[What needs to be done] State how many lines below hold the word "ymin". Give that number and no other text.

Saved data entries
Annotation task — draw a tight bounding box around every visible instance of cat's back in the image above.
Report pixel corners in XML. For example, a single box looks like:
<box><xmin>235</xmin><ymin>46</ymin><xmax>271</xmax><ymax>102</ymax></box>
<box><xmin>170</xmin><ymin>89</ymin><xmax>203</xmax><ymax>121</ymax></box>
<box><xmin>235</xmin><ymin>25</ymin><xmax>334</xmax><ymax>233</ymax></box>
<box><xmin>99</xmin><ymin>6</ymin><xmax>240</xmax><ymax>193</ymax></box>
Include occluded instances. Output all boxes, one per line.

[Task answer] 4